# Mojave Desert-Looking for ideas



## concretepumper (Jan 2, 2011)

Has anybody here Modeled their layout after the Mojave Desert in California? I am seriously thinking of moving the layout to the garage to have more space. Like 20x15 footprint. As per Seans advice I am wiling to rip apart the existing layout and use as much as possible. I suppose I should have a track plan instead of just trying to fit as much track on the board as I can. Like I did on this current layout. No plan. It doesn't make sense anymore. 

I know nothing about the track designing programs nor do I feel like learning it right now. I am a builder that need's to build or break something almost daily or I will go completely nuts! :lol_hitting: I am wanting to do benchwork type building on tables that could be moved if necessary. I am thinking BIG and want something that will take a year or two at least.


So basically I am looking for maybe some track plans that would fit my area and be Modeled after the Barstow or Victorville area of the Mojave desert. I suppose any plan could be landscaped to be the Mojave. Anybody familiar with the MCLB base in Barstow? Rails running through the whole place. It is a Marine Vehicles rebuilding base. I used to go there a lot to pour concrete. They had a really cool switcher I saw running there often. Might make a cool yard on the side of my layout if the Mainline was Victorville to Barstow, or maybe a section of the Cajon Pass would be sweet to try and model. 

Another cool thing out there was a Quarry that made Ballast and had a Conveyor belt a few miles long to bring it near the railway to load. Kinda cool. I wasn't even into trains at the time and I was always amazed to watch all the different operations. Now where I live there is no trains coming through town. :thumbsdown:

I am wanting to use mostly Flex track and wide turns so I can run anything big. Also I would like to build a real helix at one end or both maybe. 1'x4' framing and no OSB top this time.  I have learned a lot from you guys here building my first layout and thank all of you!  :thumbsup: 

We will be having a garage sale in a few weeks to make room and round up a few bucks to begin construction. And if I can sell some of these dang HotWheels I could really get busy! Thousands! I don't know what I was thinking! Me> :smilie_auslachen: < Wife and kids!

Thanks in advance for any advice, tips, trackplans, laughs, etc..


----------



## shaygetz (Sep 23, 2007)

Look up all the info you can find on Dave Barrow's Cat Mountain and Santa Fe... http://www.trainboard.com/grapevine/showthread.php?t=78976 http://www.flickr.com/photos/smopho/sets/72157601332277091/


----------



## swiggy (Jan 25, 2010)

that layout looks amazing!! I think it will give me ideas as well

good luck cp and please keep us updated:thumbsup:

my layout is based on western colorado and eastern utah. pines on the mesas, and yuccas on the ground as well as pinion pines everywhere. i would guess some pinions are hundreds of years old and small, but very stout. 

keep postin'


----------

#### To-do list:
**1.** Echo back, word for word, the part of the Mojave Desert layout thread running from "So basically I" down to "try and model.".
**2.** Report each line of the entries below in which the word "snowy" appears.

#### Stored data entries:

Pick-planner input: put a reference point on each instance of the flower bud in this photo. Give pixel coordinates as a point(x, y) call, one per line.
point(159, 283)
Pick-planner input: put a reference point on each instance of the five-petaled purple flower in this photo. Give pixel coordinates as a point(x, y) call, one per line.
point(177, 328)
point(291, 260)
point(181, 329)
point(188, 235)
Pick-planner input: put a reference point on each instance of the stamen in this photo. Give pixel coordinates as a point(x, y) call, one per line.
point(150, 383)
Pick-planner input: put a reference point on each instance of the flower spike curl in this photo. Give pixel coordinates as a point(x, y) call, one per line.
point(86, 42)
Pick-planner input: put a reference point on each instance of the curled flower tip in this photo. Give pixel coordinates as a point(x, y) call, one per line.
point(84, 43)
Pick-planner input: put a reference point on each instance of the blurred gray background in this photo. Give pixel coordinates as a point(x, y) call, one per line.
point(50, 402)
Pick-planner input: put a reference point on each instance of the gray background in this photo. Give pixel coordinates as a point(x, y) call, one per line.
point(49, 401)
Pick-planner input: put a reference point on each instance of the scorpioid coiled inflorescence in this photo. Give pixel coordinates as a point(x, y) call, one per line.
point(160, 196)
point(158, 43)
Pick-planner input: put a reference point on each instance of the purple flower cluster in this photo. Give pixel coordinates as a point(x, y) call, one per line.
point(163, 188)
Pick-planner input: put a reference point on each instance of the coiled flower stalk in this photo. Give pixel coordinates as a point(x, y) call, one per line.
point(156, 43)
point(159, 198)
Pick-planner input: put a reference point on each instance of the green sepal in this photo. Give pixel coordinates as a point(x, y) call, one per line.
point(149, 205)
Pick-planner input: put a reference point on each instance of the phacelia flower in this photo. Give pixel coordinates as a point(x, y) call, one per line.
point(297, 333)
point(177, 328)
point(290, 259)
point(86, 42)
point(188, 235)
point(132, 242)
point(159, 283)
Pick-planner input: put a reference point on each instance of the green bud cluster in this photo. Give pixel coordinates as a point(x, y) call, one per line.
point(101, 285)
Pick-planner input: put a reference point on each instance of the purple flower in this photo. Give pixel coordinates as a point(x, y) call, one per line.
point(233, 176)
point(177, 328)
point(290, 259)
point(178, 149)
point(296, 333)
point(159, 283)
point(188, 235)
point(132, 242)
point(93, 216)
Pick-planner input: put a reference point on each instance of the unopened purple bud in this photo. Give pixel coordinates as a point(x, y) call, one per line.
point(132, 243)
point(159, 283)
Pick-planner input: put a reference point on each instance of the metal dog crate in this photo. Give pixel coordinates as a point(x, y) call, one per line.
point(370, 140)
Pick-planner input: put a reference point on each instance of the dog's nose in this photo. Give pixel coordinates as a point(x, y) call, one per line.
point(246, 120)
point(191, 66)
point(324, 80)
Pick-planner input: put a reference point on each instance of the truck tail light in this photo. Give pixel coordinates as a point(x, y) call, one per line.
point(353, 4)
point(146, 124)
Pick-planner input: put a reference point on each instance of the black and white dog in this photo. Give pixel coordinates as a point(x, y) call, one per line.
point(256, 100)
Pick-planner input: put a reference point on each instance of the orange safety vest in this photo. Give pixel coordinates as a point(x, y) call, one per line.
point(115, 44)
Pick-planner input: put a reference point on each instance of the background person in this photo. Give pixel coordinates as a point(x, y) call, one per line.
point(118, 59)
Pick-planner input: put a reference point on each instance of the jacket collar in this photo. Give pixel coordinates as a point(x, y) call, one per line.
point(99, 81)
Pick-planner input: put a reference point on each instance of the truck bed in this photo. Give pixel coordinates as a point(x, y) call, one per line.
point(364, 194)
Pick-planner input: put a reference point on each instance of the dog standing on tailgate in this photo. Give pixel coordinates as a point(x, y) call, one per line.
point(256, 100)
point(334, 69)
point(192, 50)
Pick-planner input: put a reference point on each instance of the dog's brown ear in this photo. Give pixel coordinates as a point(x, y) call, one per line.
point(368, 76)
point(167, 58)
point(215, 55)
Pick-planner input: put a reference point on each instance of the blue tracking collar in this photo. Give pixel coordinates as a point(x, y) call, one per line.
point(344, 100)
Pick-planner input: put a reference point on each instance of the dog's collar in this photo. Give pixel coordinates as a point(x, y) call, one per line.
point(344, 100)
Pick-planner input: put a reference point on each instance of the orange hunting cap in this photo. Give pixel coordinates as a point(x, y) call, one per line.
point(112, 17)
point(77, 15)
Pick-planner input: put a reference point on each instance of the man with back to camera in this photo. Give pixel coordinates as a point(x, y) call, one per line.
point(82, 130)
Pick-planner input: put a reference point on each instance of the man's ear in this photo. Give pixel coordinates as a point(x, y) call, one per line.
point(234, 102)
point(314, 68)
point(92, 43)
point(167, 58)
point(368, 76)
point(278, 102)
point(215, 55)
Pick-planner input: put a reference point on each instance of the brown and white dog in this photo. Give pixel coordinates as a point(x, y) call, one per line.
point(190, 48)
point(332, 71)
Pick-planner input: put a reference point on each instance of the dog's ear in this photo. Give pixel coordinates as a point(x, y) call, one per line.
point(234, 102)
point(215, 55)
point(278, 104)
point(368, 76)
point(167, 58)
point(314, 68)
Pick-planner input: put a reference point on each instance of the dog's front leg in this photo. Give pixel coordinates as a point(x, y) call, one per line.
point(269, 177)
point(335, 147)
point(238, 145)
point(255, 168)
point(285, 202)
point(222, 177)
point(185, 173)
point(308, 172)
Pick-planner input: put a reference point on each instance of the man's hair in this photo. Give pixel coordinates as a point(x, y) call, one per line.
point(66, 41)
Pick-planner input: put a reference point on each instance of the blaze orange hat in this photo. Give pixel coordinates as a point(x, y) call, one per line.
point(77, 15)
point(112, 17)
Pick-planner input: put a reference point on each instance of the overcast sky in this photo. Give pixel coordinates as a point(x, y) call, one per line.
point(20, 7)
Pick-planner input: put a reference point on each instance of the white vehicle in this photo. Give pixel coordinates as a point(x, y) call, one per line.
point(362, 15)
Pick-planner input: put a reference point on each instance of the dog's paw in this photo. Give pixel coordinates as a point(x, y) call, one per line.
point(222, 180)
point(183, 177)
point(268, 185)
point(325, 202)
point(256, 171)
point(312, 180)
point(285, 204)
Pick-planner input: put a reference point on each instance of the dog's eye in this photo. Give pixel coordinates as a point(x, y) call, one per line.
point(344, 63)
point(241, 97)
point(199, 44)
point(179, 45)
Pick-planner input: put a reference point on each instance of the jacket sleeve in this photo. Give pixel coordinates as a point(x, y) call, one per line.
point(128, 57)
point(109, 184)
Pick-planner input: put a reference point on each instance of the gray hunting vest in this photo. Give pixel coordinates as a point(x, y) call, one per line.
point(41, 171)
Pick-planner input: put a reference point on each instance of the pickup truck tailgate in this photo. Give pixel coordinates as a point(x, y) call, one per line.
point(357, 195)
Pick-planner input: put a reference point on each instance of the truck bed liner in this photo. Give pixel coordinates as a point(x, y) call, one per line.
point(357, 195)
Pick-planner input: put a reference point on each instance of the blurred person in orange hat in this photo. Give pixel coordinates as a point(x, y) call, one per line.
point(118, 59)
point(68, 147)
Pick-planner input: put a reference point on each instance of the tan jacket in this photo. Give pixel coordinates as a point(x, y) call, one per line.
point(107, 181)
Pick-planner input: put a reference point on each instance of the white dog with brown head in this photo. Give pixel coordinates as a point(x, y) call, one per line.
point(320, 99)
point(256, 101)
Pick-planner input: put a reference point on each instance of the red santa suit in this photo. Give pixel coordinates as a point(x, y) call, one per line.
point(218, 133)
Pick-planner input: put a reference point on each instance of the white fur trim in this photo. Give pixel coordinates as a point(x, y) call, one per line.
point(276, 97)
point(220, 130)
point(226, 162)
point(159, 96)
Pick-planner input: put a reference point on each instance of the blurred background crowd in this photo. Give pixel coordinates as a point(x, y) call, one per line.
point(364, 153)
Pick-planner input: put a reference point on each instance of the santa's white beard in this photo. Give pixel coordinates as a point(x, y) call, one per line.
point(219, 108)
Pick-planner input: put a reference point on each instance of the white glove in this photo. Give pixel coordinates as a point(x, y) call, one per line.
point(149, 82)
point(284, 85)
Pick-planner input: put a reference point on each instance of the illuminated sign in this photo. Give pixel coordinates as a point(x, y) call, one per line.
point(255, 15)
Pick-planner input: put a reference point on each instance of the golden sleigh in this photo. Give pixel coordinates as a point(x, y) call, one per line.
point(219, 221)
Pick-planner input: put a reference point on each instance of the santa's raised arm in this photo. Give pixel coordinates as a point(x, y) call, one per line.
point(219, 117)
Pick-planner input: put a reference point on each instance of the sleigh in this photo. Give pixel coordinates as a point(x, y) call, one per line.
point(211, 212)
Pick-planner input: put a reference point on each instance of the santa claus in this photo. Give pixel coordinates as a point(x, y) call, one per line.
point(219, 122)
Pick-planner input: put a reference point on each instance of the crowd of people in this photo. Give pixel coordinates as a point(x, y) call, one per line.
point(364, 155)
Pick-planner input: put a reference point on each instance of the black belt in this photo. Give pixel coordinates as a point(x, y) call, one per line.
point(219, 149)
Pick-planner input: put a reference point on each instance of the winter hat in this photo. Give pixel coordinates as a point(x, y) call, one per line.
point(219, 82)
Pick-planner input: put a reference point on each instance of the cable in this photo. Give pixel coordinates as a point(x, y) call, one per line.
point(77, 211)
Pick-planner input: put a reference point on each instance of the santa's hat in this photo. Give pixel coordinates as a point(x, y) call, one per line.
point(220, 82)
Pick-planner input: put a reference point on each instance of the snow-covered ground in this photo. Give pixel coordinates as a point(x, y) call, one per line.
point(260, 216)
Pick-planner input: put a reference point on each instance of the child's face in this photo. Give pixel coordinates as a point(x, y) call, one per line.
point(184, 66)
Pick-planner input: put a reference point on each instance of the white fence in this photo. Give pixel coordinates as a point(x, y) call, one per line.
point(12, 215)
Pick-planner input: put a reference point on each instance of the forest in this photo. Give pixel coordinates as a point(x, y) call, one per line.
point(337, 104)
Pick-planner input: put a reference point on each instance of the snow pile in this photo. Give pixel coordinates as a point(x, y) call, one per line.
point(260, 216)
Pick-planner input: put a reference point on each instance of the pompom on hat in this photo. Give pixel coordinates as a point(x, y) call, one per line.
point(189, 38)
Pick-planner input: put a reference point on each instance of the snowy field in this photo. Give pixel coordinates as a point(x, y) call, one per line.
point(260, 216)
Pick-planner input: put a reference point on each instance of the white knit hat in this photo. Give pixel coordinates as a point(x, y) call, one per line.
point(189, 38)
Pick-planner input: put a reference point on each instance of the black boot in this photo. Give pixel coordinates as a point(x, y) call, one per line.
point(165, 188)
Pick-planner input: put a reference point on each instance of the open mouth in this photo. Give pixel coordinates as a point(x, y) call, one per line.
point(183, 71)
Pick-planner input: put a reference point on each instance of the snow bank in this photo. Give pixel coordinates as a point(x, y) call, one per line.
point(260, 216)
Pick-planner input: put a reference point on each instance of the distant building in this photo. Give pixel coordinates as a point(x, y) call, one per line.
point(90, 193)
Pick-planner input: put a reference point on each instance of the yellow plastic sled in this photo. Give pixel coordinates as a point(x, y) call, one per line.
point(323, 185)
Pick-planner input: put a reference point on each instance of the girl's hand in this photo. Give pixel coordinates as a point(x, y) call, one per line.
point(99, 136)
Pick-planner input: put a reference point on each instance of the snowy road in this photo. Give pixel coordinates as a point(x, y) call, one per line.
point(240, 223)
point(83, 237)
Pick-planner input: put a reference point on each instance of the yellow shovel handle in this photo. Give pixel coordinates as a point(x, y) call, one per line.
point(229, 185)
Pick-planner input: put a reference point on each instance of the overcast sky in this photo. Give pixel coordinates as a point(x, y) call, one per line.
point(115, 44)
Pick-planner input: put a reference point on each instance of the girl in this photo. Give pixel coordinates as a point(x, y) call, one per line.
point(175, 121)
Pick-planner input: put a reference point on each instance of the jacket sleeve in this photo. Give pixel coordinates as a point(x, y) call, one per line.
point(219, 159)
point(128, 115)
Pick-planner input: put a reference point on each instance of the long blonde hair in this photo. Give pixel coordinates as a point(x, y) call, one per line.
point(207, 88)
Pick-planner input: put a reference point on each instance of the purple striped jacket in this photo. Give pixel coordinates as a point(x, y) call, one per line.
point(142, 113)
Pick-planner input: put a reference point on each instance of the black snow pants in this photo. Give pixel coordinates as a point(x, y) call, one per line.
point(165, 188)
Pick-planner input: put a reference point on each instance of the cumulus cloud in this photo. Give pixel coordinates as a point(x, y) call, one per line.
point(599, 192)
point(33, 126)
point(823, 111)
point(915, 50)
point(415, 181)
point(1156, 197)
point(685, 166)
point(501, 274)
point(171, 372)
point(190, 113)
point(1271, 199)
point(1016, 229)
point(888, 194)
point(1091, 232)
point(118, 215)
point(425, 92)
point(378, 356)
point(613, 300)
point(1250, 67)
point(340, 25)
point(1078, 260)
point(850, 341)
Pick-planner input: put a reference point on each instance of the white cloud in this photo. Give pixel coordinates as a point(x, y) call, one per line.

#### Answers by task:
**1.**
So basically I am looking for maybe some track plans that would fit my area and be Modeled after the Barstow or Victorville area of the Mojave desert. I suppose any plan could be landscaped to be the Mojave. Anybody familiar with the MCLB base in Barstow? Rails running through the whole place. It is a Marine Vehicles rebuilding base. I used to go there a lot to pour concrete. They had a really cool switcher I saw running there often. Might make a cool yard on the side of my layout if the Mainline was Victorville to Barstow, or maybe a section of the Cajon Pass would be sweet to try and model.

**2.**
Pick-planner input: put a reference point on each instance of the snowy field in this photo. Give pixel coordinates as a point(x, y) call, one per line.
Pick-planner input: put a reference point on each instance of the snowy road in this photo. Give pixel coordinates as a point(x, y) call, one per line.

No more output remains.